▶ What you have to do
Below are the records. Restate word for word every line from the one that contains "Expected output, for every instance of the recessed" through the final line, both included.

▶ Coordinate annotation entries
---

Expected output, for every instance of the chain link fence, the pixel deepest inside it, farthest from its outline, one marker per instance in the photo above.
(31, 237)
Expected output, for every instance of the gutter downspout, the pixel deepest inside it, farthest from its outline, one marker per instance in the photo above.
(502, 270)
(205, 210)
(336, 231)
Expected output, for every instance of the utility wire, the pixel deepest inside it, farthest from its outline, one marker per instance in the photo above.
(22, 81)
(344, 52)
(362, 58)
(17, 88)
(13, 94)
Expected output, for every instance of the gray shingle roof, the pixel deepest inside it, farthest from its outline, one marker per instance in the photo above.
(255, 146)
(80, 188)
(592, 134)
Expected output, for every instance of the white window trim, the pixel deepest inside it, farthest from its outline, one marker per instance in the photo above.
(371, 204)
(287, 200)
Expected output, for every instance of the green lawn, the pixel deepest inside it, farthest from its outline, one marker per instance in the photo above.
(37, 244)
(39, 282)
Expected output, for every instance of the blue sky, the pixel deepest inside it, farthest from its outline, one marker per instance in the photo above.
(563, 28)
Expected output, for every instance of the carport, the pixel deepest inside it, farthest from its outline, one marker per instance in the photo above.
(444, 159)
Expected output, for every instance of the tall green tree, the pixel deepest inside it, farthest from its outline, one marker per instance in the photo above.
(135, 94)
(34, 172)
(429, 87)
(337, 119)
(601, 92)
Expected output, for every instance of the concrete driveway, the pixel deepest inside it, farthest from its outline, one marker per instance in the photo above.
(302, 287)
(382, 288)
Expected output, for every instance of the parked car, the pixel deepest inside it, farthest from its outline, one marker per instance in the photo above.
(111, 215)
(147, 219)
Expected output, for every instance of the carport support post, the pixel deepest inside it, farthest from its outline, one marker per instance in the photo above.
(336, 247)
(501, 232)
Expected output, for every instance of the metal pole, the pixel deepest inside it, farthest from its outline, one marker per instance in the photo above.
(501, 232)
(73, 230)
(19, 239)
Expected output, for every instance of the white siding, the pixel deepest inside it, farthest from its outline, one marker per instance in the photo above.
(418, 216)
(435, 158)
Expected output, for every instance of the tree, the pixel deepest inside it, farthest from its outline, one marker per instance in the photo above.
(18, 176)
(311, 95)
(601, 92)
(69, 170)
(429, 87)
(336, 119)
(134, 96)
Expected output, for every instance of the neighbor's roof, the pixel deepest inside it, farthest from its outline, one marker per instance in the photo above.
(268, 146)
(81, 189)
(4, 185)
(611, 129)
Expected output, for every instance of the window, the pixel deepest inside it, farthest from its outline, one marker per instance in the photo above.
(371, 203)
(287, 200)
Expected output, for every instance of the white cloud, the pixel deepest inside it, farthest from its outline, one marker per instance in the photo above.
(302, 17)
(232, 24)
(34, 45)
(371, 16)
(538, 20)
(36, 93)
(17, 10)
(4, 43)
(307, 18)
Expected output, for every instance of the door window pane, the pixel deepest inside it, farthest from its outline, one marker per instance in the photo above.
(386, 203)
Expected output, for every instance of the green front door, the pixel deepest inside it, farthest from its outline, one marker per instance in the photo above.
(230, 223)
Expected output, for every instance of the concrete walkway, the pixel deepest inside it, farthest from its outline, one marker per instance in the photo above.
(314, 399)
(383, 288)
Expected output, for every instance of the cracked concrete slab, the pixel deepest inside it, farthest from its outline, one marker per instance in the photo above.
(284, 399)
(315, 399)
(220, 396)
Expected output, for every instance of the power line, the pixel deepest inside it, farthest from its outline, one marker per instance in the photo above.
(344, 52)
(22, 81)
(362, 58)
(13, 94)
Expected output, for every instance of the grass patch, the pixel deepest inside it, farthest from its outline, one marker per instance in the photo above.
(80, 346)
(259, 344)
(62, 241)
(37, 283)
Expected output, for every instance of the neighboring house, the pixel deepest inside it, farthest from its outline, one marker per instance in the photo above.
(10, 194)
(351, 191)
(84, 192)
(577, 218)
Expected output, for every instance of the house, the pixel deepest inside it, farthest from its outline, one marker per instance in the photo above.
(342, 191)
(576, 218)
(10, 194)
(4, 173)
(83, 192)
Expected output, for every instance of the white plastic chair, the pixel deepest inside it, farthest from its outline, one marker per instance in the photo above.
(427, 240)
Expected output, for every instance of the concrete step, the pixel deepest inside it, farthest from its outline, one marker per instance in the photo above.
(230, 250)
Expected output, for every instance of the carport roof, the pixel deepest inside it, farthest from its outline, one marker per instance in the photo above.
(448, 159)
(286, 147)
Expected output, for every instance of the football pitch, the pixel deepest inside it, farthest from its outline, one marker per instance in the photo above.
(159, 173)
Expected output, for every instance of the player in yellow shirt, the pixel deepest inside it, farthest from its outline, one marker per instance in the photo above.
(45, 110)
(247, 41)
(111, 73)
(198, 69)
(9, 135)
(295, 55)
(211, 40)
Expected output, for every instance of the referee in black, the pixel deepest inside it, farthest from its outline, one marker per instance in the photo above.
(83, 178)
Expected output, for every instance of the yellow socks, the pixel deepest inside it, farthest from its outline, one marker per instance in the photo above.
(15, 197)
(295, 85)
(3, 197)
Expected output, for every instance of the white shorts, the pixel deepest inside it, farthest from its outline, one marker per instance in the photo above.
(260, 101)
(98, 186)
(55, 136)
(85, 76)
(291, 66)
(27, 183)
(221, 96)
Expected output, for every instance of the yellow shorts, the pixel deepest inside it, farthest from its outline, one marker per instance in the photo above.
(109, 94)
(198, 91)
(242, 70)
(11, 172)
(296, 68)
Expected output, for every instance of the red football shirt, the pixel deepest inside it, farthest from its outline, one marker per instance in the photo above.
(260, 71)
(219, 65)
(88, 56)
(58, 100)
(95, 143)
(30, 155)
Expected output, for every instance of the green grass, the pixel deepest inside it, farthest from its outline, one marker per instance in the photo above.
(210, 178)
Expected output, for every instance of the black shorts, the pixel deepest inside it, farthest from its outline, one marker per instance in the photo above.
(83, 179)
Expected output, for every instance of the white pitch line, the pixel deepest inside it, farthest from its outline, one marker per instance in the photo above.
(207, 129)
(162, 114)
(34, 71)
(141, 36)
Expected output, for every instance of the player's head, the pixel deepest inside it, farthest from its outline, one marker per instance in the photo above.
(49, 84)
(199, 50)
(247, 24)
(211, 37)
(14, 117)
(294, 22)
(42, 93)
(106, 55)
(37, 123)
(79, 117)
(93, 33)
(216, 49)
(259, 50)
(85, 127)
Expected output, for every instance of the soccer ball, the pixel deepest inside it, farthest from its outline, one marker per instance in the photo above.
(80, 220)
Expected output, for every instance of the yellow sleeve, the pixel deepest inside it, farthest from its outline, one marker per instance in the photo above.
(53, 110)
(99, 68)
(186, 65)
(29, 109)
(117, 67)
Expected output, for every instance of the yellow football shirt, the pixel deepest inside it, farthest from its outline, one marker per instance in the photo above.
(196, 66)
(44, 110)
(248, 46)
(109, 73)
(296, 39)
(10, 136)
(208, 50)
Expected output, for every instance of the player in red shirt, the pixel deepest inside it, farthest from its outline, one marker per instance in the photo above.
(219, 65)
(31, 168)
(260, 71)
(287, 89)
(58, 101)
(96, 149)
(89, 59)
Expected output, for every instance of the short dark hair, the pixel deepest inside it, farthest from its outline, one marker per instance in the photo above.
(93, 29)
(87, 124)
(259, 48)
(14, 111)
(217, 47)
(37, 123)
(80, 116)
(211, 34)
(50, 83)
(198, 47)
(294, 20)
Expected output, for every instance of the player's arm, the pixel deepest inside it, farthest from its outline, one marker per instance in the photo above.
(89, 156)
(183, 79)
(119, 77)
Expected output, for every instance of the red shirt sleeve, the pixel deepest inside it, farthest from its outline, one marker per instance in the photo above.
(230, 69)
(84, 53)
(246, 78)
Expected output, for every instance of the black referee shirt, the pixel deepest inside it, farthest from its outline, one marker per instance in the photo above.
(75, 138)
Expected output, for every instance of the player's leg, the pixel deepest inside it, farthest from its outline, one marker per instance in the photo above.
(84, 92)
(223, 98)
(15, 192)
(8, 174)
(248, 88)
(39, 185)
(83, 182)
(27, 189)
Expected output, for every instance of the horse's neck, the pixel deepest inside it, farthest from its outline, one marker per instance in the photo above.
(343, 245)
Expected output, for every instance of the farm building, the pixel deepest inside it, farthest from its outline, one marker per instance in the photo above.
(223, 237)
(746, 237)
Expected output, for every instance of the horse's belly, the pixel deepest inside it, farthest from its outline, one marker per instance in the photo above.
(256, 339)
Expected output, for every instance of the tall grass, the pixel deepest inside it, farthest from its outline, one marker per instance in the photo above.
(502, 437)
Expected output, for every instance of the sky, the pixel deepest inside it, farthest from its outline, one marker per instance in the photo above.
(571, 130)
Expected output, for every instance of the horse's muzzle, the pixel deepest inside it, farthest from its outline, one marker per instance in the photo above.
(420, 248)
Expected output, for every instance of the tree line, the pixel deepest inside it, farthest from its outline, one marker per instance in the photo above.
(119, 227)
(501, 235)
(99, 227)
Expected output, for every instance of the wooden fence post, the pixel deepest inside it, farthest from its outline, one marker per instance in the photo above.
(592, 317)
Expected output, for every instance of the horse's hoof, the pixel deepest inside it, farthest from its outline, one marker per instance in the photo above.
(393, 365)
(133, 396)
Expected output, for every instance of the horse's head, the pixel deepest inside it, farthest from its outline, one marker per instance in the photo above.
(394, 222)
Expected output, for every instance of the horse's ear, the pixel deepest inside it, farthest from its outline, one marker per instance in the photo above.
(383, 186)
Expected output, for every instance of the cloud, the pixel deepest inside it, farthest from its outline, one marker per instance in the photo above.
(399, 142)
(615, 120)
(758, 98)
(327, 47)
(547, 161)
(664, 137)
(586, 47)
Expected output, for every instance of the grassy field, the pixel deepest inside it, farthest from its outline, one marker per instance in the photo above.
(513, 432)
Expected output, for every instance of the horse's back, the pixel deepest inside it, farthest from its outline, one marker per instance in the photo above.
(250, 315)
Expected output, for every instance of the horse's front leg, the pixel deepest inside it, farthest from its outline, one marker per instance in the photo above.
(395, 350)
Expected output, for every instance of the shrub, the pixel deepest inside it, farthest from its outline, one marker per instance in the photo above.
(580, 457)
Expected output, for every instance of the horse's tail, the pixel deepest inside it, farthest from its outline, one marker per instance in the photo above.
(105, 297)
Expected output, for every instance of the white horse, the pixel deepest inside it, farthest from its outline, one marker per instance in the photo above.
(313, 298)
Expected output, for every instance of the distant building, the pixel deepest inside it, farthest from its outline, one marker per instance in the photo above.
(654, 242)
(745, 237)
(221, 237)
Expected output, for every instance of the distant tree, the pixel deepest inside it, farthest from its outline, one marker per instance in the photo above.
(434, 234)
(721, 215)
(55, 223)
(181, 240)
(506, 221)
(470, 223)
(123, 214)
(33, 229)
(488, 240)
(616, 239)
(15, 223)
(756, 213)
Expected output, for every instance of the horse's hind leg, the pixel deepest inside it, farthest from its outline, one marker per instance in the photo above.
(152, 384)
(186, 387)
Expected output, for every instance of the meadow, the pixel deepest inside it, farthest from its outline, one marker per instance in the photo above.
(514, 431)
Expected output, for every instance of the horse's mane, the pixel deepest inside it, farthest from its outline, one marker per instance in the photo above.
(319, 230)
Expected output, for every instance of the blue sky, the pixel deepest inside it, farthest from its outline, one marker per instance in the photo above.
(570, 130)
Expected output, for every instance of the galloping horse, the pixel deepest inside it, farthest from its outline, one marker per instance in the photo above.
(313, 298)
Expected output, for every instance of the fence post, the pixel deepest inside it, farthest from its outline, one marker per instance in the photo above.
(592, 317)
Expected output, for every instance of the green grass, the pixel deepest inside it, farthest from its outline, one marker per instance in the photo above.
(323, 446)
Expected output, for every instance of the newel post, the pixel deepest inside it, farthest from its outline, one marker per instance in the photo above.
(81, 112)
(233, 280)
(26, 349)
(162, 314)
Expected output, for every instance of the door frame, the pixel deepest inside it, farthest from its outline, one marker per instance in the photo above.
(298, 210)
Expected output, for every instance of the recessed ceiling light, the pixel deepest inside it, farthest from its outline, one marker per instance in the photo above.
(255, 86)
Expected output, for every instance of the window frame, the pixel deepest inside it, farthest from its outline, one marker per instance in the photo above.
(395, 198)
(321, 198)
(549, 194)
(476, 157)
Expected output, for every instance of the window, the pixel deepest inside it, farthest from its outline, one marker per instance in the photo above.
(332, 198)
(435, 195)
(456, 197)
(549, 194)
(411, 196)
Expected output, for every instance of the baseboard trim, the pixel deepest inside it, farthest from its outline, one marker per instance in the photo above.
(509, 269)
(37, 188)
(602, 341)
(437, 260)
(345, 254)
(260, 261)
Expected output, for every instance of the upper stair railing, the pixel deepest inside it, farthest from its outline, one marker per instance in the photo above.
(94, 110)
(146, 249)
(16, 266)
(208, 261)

---

▶ Response below
Expected output, for every instance of the recessed ceiling light, the pixel deepest inside it, farthest from its outline, one marker per instance in the photo above.
(255, 86)
Expected output, for every instance of the window frame, the pixel deepest inside it, farthest from its outline, one marker per instance in the photo above.
(395, 198)
(321, 198)
(549, 194)
(476, 157)
Expected output, for every instance of the window, the pixel deepest inside it, farthest from its outline, one marker per instance in the photo above.
(332, 198)
(435, 195)
(456, 197)
(549, 194)
(411, 196)
Expected output, for every instance of the baseboard trim, the pixel deepest inside it, farthest from its outline, one marker per instance in the photo above.
(509, 269)
(37, 188)
(602, 341)
(437, 260)
(345, 254)
(260, 261)
Expected output, for every instance of the upper stair railing, the pixel deepest inside it, farthest from its outline, one marker per instance in the photo above.
(94, 110)
(146, 249)
(16, 266)
(208, 261)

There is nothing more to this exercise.